#### To do
Summarize the contract excerpt below in two sentences.

#### Extract to read
- - - -
For purposes of this Agreement, a Change in Control shall mean (i) the acquisition in one or more transactions by any “person” (as such term is used for purposes of Section 13(d) or Section 14(d) of the Securities Exchange Act of 1934, as amended (the “Exchange Act”)) but excluding, for this purpose, (A) the Company or its subsidiaries, (B) any employee benefit plan of the Company or its subsidiaries and (C) each Permitted Holder (as defined below), of “beneficial ownership” (within the meaning of Rule 13d-3 under the Exchange Act) of more than fifty percent (50%) of the combined voting power of the Company’s then outstanding voting securities; (ii) the consummation of a merger or consolidation involving the Company if the shareholders of the Company, immediately before such merger or consolidation, do not own, directly or indirectly, immediately following such merger or consolidation, at least fifty percent (50%) of the combined voting power of the outstanding voting securities of the corporation resulting from such merger or consolidation; (iii) the acquisition by any “person” (as such term is used for purposes of Section
 
 
 

 
 
13(d) or Section 14(d) of the Exchange Act), other than a Permitted Holder, in a single transaction or in a series of related transactions occurring during any period of 12 consecutive months, of assets from the Company that have a total gross fair market value equal to or more than 51% of the total gross fair market value of all of the assets of the Company immediately prior to such acquisition or acquisitions; or (iv) if, at any time during the 12 month period following the occurrence of an acquisition that would have constituted a Change in Control under clause (i) above but for the fact that the acquiring “person” was a Permitted Holder, the individuals who served on the Board immediately prior to such acquisition cease to constitute a majority of the Board (provided that any director elected or appointed to serve on the Board after such acquisition will be deemed to have been on the Board immediately prior to such acquisition if his election or nomination is approved by a majority of the individuals who served on the Board immediately prior to such acquisition), in each case, provided that such transaction satisfies the requirements of Section 409A(2)(a)(v) of the Internal Revenue Code of 1986, as amended (the “Code”).
 
For purposes of this Agreement, a “Permitted Holder” means each individual, trust, company or other person or entity, who, as of the date of this Agreement, is the “beneficial owner” (within the meaning of Rule 13d-3 under the Exchange Act) of 5% or more of the voting power of the Company’s outstanding voting securities.
- - - -
#### Records provided
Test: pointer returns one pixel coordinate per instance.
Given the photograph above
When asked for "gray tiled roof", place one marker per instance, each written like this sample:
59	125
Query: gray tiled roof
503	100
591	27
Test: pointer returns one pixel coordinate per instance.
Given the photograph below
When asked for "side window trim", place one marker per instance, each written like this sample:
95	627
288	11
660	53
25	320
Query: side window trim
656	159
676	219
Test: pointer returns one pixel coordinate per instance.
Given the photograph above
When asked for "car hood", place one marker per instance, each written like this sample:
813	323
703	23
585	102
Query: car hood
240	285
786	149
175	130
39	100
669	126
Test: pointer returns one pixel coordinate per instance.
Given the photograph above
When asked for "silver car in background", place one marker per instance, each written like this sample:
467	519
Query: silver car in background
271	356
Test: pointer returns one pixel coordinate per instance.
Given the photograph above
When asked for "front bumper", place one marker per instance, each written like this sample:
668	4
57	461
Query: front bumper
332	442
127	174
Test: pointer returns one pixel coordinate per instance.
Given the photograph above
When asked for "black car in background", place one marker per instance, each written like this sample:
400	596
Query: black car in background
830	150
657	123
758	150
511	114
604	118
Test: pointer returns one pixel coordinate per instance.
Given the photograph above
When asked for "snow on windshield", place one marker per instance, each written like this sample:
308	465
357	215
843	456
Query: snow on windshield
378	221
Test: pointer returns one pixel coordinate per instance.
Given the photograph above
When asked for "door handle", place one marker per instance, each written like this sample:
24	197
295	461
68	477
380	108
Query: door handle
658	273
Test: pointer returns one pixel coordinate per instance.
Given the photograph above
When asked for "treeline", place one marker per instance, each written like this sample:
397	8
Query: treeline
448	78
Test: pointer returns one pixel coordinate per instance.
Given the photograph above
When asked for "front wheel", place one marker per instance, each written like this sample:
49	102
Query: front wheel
- - - -
#### Response
The agreement defines a Change in Control as any of four events: a non-excluded person gaining beneficial ownership of more than 50% of the Company's combined voting power; a merger or consolidation after which the Company's prior shareholders hold less than 50% of the resulting corporation's voting power; a person other than a Permitted Holder acquiring, within 12 consecutive months, assets worth at least 51% of the Company's total gross fair market value; or the pre-acquisition directors ceasing to form a Board majority within 12 months after a Permitted Holder's acquisition that would otherwise have qualified under clause (i). Each case must also satisfy Section 409A(2)(a)(v) of the Code, and a Permitted Holder is any person or entity that, as of the agreement's date, beneficially owns 5% or more of the voting power of the Company's outstanding voting securities.